> READING TEXT:
++++++++++
Tested using the Leo Bodnar lag tester, I measured 29.23ms of lag with a 1080p signal on the VUE 30. TO use the Leo Bodnar I average the three areas of the screen; top, middle, and bottom, that it can provide data for. With the VUE 30 the Top and Middle were both really low, at 21.6ms and 27.5ms, but it jumped up to 38.6ms at the bottom. I usually see variations of around 7-8ms between the areas, or roughly half the 16.7ms it takes to move between frames, but not a spread of 6ms and then 11ms.

Despite that weird measurement, I didn’t see any tearing or anything else that might be an issue when using the Nixeus for gaming. I’ll just chalk it up to some slightly strange behavior with the scaler and its timing, but not something that I could actually see a problem with. Note also that lag might be lower running at the native 2560x1600, but I can't directly compare that with most other displays as they lack support for that resolution.

Processing Lag Comparison (By FPS)

Power use is not a good area for the Nixeus. It is rated for < 130 watts of power consumption on the specs, but my unit managed to use over 150 watts at peak brightness. Since the peak brightness was also almost 75 cd/m2 below the specs, that is a large difference there in the power measurements. A white screen also uses less energy than a black screen with an LCD typically, so I’m not sure what would provide a power measurement that low while running at maximum brightness. Most likely Nixeus is rating power use by how much the display requires and not accounting for the efficiency of the power brick; 85% efficiency at 130W would give us 153W, which is close to what I'm seeing, but it's still quite a bit higher than a modern LED backlit display.
++++++++++
> RECORDS PROVIDED:

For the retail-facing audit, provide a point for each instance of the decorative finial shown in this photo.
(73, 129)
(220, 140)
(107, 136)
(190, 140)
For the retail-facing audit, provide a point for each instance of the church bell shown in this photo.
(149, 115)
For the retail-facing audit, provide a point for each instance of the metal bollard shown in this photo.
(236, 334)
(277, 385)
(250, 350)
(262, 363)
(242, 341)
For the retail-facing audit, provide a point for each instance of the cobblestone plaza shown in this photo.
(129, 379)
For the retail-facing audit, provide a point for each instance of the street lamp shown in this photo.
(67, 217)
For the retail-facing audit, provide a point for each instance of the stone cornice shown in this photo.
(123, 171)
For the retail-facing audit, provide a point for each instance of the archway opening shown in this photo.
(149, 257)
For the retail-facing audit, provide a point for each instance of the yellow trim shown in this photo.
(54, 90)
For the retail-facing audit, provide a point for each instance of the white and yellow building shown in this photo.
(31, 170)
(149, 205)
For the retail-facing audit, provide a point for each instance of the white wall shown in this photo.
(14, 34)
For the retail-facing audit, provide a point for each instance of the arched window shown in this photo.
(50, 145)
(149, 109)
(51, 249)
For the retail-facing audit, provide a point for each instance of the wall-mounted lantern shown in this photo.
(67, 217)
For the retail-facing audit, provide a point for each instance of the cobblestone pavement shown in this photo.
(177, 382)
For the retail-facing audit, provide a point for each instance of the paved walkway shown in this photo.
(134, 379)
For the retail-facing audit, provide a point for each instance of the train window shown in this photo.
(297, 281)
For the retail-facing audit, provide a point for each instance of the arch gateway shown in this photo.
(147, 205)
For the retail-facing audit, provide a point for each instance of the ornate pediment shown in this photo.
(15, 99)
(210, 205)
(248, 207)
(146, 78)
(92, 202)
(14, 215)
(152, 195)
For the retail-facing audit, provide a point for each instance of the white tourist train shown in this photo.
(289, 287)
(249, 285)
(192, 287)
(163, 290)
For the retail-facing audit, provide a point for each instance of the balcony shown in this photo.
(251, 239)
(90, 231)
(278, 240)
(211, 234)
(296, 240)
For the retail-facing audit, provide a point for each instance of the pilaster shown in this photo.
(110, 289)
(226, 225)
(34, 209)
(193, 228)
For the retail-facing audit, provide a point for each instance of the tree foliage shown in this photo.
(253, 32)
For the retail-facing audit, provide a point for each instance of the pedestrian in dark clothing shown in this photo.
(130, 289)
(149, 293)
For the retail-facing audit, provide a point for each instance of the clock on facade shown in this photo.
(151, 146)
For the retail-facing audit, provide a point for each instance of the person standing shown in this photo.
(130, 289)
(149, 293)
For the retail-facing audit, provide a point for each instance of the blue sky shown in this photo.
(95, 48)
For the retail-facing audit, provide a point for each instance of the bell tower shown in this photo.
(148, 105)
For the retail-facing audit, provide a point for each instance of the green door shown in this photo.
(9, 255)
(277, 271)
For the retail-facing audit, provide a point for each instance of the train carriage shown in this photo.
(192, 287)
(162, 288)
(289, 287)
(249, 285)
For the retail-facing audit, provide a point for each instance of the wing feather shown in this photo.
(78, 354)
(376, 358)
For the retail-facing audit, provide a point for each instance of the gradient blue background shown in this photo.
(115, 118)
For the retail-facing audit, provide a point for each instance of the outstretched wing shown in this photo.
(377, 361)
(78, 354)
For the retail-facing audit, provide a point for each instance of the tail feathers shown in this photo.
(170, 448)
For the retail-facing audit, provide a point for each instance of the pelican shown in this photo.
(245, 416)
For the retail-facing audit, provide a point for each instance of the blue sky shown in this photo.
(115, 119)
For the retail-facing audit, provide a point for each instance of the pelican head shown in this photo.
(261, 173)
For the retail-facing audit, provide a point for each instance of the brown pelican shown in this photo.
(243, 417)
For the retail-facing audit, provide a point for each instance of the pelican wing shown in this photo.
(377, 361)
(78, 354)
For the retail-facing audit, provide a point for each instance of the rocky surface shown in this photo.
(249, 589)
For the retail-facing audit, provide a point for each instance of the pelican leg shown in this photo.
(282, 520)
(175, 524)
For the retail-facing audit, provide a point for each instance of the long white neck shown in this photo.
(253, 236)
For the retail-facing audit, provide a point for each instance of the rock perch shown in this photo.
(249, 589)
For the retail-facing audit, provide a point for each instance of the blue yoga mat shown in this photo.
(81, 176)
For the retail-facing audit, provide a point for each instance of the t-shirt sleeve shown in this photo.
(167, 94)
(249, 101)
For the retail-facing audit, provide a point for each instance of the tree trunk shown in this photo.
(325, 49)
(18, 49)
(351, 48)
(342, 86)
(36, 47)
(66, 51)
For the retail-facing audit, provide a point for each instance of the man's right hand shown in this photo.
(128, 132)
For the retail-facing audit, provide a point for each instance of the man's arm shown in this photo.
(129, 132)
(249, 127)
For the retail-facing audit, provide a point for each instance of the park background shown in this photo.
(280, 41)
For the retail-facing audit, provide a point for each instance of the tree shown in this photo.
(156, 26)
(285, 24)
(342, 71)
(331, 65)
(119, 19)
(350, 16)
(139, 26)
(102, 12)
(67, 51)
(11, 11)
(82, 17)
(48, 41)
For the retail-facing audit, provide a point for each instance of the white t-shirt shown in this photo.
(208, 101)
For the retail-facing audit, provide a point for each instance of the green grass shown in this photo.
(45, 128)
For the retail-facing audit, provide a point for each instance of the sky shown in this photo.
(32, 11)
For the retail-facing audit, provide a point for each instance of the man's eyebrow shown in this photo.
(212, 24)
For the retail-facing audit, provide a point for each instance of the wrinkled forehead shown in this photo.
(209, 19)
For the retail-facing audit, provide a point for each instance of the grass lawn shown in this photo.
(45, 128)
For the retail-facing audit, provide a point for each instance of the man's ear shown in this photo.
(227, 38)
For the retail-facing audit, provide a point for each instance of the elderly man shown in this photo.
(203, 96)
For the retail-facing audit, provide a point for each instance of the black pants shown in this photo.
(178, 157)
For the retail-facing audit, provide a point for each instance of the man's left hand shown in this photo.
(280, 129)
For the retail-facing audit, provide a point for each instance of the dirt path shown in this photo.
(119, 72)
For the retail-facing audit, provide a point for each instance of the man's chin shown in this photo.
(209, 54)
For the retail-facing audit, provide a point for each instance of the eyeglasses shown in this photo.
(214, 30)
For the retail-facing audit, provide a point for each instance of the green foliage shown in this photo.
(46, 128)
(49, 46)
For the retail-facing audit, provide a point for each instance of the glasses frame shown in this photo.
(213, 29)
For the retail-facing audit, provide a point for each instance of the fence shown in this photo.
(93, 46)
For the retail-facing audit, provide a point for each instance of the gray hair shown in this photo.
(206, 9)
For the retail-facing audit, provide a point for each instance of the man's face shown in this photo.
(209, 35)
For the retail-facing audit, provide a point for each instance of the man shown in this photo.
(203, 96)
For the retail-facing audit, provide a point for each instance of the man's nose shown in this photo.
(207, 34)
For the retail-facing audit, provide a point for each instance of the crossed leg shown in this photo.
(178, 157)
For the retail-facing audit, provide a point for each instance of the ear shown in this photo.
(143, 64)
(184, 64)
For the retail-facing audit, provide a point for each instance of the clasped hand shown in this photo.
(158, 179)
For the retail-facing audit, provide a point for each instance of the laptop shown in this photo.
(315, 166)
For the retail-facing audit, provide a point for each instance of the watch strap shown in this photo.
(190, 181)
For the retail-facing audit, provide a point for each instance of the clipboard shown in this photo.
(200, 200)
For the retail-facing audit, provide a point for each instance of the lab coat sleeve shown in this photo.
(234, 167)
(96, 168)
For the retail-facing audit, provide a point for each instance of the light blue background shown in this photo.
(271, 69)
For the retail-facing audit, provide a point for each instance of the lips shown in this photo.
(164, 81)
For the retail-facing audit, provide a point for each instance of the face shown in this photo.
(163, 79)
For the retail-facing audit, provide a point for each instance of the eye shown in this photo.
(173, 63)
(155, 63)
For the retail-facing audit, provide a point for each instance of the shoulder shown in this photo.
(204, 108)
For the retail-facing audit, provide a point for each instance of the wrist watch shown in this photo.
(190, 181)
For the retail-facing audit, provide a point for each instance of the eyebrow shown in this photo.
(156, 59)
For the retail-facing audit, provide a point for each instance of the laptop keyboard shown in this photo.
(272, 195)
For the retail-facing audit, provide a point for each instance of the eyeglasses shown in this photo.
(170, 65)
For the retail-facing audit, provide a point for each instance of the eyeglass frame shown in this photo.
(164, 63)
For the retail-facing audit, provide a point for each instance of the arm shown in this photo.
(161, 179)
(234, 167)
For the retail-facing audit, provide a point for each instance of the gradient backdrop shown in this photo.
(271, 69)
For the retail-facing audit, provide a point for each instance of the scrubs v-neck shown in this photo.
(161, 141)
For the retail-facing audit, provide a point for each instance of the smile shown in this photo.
++++++++++
> GOAL:
Copy out the Nixeus VUE 30 lag and power review above, word for word and in full.

> OUTPUT OF THE EXERCISE:
Tested using the Leo Bodnar lag tester, I measured 29.23ms of lag with a 1080p signal on the VUE 30. TO use the Leo Bodnar I average the three areas of the screen; top, middle, and bottom, that it can provide data for. With the VUE 30 the Top and Middle were both really low, at 21.6ms and 27.5ms, but it jumped up to 38.6ms at the bottom. I usually see variations of around 7-8ms between the areas, or roughly half the 16.7ms it takes to move between frames, but not a spread of 6ms and then 11ms.

Despite that weird measurement, I didn’t see any tearing or anything else that might be an issue when using the Nixeus for gaming. I’ll just chalk it up to some slightly strange behavior with the scaler and its timing, but not something that I could actually see a problem with. Note also that lag might be lower running at the native 2560x1600, but I can't directly compare that with most other displays as they lack support for that resolution.

Processing Lag Comparison (By FPS)

Power use is not a good area for the Nixeus. It is rated for < 130 watts of power consumption on the specs, but my unit managed to use over 150 watts at peak brightness. Since the peak brightness was also almost 75 cd/m2 below the specs, that is a large difference there in the power measurements. A white screen also uses less energy than a black screen with an LCD typically, so I’m not sure what would provide a power measurement that low while running at maximum brightness. Most likely Nixeus is rating power use by how much the display requires and not accounting for the efficiency of the power brick; 85% efficiency at 130W would give us 153W, which is close to what I'm seeing, but it's still quite a bit higher than a modern LED backlit display.